Please copy every line of the data in which the string "handrail" appears.

-------------------------

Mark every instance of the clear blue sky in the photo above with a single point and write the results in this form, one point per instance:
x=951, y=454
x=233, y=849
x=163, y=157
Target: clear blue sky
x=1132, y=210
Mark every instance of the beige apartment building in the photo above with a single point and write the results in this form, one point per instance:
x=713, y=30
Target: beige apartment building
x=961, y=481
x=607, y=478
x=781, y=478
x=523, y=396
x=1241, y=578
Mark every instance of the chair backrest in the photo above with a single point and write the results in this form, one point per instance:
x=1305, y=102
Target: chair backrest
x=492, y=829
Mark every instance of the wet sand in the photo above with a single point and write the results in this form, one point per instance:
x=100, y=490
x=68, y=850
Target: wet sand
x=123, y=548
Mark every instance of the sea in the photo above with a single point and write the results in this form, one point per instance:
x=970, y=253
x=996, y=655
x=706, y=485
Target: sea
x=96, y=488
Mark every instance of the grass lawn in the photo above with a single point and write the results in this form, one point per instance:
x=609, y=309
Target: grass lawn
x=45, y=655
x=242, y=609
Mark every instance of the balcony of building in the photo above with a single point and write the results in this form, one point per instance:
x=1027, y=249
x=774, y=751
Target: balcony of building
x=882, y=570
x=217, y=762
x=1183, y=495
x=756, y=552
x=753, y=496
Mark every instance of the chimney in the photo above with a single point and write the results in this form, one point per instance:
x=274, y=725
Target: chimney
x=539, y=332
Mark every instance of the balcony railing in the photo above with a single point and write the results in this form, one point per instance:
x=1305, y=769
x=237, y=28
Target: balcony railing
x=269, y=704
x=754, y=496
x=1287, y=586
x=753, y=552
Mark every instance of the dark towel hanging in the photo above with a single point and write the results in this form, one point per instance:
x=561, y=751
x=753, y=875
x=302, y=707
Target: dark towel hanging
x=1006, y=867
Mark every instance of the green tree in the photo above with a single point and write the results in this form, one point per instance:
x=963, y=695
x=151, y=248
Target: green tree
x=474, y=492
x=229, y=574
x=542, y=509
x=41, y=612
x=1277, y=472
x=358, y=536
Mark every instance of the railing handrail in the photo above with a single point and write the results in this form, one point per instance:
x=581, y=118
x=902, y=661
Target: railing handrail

-------------------------

_ANSWER SPACE:_
Mark every instance of the railing handrail in the photo above with a single point and write the results in this form, one point per instance:
Target: railing handrail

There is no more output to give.